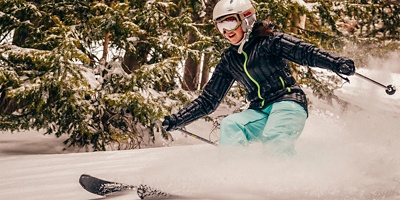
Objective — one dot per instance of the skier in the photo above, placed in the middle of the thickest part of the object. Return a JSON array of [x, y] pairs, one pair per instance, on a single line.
[[256, 59]]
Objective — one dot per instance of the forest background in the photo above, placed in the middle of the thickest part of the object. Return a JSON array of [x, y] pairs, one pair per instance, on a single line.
[[105, 72]]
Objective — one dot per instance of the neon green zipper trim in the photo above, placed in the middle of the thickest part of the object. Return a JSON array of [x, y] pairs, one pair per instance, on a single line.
[[252, 79]]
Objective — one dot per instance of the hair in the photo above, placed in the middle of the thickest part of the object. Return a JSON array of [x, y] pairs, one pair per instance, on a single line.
[[264, 28]]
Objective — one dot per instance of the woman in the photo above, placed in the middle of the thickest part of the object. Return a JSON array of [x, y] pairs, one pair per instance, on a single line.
[[257, 60]]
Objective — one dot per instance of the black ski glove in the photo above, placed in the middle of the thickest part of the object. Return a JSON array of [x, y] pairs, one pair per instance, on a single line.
[[346, 67], [169, 123]]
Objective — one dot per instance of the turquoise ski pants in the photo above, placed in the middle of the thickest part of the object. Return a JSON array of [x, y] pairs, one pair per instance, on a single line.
[[277, 126]]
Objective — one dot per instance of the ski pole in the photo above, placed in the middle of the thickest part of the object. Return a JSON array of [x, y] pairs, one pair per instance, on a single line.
[[197, 137], [390, 89]]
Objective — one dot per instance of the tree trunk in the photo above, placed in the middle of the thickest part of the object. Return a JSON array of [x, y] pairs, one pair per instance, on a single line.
[[205, 73], [192, 69]]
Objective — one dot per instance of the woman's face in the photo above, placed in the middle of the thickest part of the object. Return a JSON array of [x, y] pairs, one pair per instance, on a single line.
[[234, 36]]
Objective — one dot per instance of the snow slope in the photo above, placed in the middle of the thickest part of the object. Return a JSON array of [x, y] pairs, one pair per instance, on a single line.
[[352, 154]]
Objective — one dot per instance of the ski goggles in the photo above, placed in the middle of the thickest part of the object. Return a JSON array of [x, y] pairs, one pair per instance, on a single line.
[[228, 23]]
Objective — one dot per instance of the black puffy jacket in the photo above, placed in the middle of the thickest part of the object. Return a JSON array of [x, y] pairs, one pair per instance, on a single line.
[[263, 72]]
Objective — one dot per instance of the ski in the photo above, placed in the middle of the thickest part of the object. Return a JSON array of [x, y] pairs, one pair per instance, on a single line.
[[104, 188]]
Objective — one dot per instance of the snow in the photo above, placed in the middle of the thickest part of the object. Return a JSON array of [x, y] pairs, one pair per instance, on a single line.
[[352, 154]]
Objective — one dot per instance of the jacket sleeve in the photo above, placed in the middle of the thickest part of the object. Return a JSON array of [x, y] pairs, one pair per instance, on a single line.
[[303, 53], [212, 95]]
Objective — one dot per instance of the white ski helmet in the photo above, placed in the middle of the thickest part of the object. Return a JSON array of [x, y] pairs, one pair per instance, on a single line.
[[244, 13], [243, 9]]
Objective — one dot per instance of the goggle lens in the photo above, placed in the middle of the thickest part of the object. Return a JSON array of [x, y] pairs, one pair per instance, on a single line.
[[229, 23]]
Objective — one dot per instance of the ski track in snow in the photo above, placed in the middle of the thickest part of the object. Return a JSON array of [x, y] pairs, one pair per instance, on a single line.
[[351, 154]]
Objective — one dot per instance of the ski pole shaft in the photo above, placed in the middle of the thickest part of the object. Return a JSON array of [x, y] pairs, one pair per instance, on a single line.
[[197, 137], [390, 89]]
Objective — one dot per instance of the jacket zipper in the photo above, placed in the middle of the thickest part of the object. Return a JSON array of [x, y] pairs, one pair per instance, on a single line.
[[252, 79]]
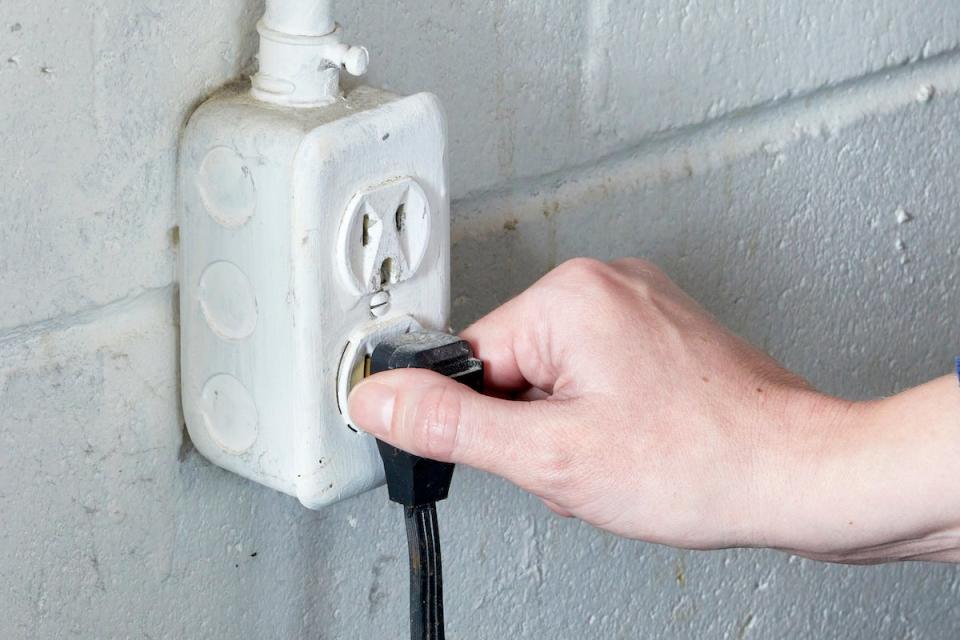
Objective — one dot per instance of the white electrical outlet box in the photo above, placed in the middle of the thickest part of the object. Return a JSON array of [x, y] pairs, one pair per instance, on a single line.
[[307, 234]]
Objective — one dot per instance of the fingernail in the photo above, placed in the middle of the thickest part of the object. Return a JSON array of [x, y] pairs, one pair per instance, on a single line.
[[371, 407]]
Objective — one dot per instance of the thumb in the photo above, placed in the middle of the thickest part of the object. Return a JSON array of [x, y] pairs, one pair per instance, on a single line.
[[433, 416]]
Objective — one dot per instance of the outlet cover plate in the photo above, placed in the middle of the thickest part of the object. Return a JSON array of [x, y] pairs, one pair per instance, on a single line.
[[275, 277]]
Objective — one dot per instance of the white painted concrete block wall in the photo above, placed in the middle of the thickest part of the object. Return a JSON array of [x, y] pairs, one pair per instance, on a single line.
[[759, 152]]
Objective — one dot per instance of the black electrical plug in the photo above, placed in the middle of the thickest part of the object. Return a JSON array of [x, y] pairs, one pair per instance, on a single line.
[[419, 483]]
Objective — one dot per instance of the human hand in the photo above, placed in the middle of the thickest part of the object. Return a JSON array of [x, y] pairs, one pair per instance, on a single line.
[[622, 402]]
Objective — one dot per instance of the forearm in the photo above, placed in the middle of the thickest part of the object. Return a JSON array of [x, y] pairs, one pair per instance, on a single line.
[[871, 482]]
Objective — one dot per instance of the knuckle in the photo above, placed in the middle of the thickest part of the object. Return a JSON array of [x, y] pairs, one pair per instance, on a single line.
[[557, 467], [434, 422]]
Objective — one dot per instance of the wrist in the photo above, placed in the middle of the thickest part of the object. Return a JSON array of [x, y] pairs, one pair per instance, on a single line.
[[804, 441]]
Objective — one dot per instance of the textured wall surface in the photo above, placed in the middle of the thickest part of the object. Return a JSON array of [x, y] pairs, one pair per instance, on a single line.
[[765, 155]]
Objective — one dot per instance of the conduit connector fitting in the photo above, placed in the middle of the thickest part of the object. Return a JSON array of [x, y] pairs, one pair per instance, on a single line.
[[303, 70]]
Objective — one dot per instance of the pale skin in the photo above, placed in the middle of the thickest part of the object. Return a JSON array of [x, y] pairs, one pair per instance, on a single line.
[[621, 402]]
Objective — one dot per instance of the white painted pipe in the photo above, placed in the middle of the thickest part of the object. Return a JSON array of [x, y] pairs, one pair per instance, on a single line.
[[301, 54], [300, 17]]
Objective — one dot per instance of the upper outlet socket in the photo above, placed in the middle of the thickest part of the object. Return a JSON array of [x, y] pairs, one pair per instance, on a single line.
[[383, 236]]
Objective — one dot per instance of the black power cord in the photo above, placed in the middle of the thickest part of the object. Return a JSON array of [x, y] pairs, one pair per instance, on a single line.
[[419, 483]]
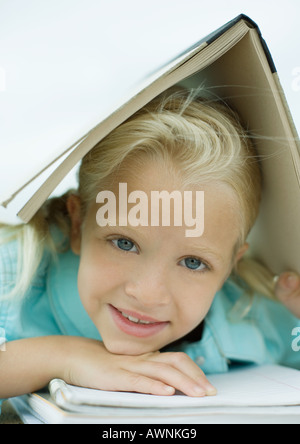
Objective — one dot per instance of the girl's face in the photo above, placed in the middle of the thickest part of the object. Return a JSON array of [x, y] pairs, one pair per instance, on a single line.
[[145, 287]]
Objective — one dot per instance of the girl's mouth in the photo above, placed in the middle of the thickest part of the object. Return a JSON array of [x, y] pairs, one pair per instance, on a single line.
[[134, 324]]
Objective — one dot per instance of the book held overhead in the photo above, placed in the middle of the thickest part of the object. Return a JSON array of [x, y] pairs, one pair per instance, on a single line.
[[232, 64]]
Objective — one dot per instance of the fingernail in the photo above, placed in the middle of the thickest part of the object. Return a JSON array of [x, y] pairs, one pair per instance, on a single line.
[[198, 391], [169, 390], [211, 390]]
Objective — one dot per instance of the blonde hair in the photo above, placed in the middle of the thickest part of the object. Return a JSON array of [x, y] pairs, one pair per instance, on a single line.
[[202, 140]]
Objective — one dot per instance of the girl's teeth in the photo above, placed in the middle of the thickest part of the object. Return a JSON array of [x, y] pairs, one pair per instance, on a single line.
[[136, 320]]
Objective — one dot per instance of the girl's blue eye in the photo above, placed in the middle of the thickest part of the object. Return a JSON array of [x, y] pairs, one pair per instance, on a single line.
[[193, 263], [124, 244]]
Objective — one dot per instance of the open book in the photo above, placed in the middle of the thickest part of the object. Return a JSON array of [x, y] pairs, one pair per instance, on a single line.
[[247, 394], [233, 64]]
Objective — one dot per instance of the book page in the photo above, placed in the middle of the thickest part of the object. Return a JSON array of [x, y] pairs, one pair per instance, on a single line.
[[244, 387]]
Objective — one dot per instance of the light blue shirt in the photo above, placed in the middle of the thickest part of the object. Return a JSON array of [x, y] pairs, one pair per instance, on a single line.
[[238, 329]]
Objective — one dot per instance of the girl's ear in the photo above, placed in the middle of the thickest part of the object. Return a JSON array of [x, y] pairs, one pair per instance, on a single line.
[[74, 210]]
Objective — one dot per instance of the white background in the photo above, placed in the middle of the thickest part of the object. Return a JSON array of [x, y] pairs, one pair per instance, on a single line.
[[60, 58]]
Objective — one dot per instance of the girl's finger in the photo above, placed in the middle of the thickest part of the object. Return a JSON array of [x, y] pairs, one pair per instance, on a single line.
[[169, 375], [186, 366]]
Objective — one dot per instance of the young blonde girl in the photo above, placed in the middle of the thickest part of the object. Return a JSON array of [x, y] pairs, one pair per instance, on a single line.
[[97, 305]]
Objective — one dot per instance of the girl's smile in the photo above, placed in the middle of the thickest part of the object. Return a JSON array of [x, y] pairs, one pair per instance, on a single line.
[[135, 324]]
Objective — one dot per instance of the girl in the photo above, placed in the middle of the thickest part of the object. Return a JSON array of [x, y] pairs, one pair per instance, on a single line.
[[106, 304]]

____

Exactly and in full, write out the lines from the one containing "Objective — one dot per instance of the girl in" through the end of the listing.

> **Written reply**
Objective — one dot per instance of the girl in the photo above, placed in the middle of the thickest part of the object. Return a JSON array of [x, y] pairs, one pair per instance, on a single line.
[[106, 304]]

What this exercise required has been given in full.